◆ GOAL
Retype all of the data exactly as given.

** START OF LISTED RECORDS **

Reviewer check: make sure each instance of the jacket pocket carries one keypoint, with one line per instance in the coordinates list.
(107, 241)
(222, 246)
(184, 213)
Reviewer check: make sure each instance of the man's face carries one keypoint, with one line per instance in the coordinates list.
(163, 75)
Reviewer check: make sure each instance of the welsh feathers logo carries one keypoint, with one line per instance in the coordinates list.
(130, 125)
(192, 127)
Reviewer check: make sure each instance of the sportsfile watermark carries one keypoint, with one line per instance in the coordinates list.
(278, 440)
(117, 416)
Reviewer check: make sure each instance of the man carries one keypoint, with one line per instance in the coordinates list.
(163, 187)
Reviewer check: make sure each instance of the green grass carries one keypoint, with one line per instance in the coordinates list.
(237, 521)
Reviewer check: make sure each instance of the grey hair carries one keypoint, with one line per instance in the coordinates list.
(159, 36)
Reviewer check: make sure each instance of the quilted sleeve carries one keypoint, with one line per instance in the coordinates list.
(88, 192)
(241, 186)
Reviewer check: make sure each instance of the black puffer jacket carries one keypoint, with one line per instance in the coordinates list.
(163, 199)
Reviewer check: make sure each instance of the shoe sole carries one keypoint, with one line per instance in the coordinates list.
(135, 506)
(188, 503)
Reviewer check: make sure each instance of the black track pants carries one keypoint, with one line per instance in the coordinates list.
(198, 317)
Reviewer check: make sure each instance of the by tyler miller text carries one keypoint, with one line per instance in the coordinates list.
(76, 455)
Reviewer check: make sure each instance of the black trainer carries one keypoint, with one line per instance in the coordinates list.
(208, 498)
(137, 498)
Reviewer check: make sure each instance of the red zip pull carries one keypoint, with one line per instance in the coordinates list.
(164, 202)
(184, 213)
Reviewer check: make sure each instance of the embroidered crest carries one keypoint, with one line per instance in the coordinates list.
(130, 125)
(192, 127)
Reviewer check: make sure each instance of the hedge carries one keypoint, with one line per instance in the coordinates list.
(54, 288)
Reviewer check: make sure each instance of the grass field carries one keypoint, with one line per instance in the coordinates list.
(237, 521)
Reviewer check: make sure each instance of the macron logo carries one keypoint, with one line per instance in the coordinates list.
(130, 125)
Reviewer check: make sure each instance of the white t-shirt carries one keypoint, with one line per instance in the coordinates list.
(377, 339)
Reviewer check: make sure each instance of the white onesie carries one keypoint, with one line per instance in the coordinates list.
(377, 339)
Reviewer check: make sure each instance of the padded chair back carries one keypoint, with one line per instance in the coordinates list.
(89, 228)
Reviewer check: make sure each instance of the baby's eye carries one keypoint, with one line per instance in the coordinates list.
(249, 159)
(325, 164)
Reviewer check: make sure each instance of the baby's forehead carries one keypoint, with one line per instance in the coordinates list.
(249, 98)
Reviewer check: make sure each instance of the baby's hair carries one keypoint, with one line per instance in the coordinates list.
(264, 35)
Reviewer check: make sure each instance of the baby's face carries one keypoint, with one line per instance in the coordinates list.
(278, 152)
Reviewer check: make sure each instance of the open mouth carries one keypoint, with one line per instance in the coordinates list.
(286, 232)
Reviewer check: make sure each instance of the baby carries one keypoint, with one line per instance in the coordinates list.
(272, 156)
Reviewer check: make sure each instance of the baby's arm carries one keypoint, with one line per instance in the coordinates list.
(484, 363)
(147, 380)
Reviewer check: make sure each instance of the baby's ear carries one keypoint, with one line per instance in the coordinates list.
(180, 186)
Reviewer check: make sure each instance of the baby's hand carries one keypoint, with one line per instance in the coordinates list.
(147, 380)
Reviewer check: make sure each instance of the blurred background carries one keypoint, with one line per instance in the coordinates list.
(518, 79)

** END OF LISTED RECORDS **

◆ COMPLETE RESPONSE
Reviewer check: make sure each instance of the jacket pocket carries one keypoint, with one line per instance in the coordinates list.
(107, 241)
(222, 246)
(184, 213)
Reviewer check: make sure each instance of the man's face carries one keypoint, with one line per instance in the coordinates list.
(163, 75)
Reviewer check: make sure each instance of the welsh feathers logo carries one keypoint, with one line per instance in the coordinates list.
(130, 125)
(192, 127)
Reviewer check: make sure each instance of the sportsfile watermark carries one keypoint, with one line per instance in the coordinates list.
(278, 440)
(117, 416)
Reviewer check: make sure each instance of the man carries one keypoint, with one line per instance in the coordinates list.
(163, 187)
Reviewer check: make sure each instance of the green grass carries one keypoint, with one line per instance in the coordinates list.
(237, 521)
Reviewer check: make sure each instance of the grey hair carries one keypoint, with one line per instance in the coordinates list.
(159, 36)
Reviewer check: make sure each instance of the quilted sleeve carries one keypoint, with one line per instance in the coordinates list.
(88, 192)
(241, 186)
Reviewer check: make sure each instance of the black puffer jacket carries one keypoint, with one line per instance in the coordinates list.
(163, 199)
Reviewer check: make sure each instance of the shoe sole carries one keypoint, with one line per instance in the coordinates list.
(135, 506)
(188, 503)
Reviewer check: make sure each instance of the black track pants carries one keypoint, with one line per instance in the coordinates list.
(198, 317)
Reviewer check: make sure each instance of the by tyler miller text carries one keypoint, with one line per instance in the coordinates list.
(76, 455)
Reviewer check: make sure each instance of the black trainer carries one keypoint, with one line per instance in the coordinates list.
(208, 498)
(137, 498)
Reviewer check: make sure each instance of the red zip pull carries one keypoint, with one line per instance in the coordinates list.
(164, 202)
(184, 213)
Reviewer check: make sure each instance of the embroidered crest carries one keypoint, with one line per instance in the coordinates list.
(130, 125)
(192, 127)
Reviewer check: make sure each instance of the hedge carries one keypoint, with one line per instance in the coordinates list.
(54, 288)
Reviewer check: make sure each instance of the grass field carries one keypoint, with one line per instance in the coordinates list.
(237, 521)
Reviewer check: make sure each instance of the macron logo carries one keypoint, with one line per instance in the coordinates list.
(130, 125)
Reviewer check: make sure each instance of the white t-shirt carries one keypoint, with one line per instance in the coordinates list.
(377, 339)
Reviewer check: make sure each instance of the white onesie carries one keypoint, with one line per instance in the coordinates list.
(377, 339)
Reviewer check: make sure each instance of the padded chair back carries one keypoint, with one line per instance in the coordinates list.
(89, 228)
Reviewer check: make sure each instance of the baby's eye carries one keypoint, with one line per instance in the coordinates list.
(249, 159)
(325, 164)
Reviewer check: make sure each instance of the baby's forehead carries one keypoint, with one line per instance in the coordinates list.
(249, 98)
Reviewer check: make sure each instance of the baby's hair carries one keypoint, with one line per instance in the coordinates list.
(264, 35)
Reviewer check: make sure each instance of the baby's face carries one keypoint, with one line per instance in the coordinates list.
(278, 152)
Reviewer check: make sure each instance of the open mouth carries one keypoint, with one line per instance in the coordinates list.
(286, 232)
Reviewer check: make sure each instance of the baby carries one keypoint, with one line per instance in the coordinates list.
(272, 156)
Reviewer check: make sure each instance of the baby's arm carries one keypoint, with one line per instance in the coordinates list.
(484, 363)
(147, 380)
Reviewer check: make sure each instance of the baby's ear carries one keypoint, with one line per instance in the coordinates list.
(180, 186)
Reviewer check: make sure each instance of the baby's hand carries one keypoint, with one line per instance in the coordinates list.
(147, 380)
Reviewer check: make sure each instance of the blurred background carries one keypoint, with one line per instance in the coordinates list.
(518, 79)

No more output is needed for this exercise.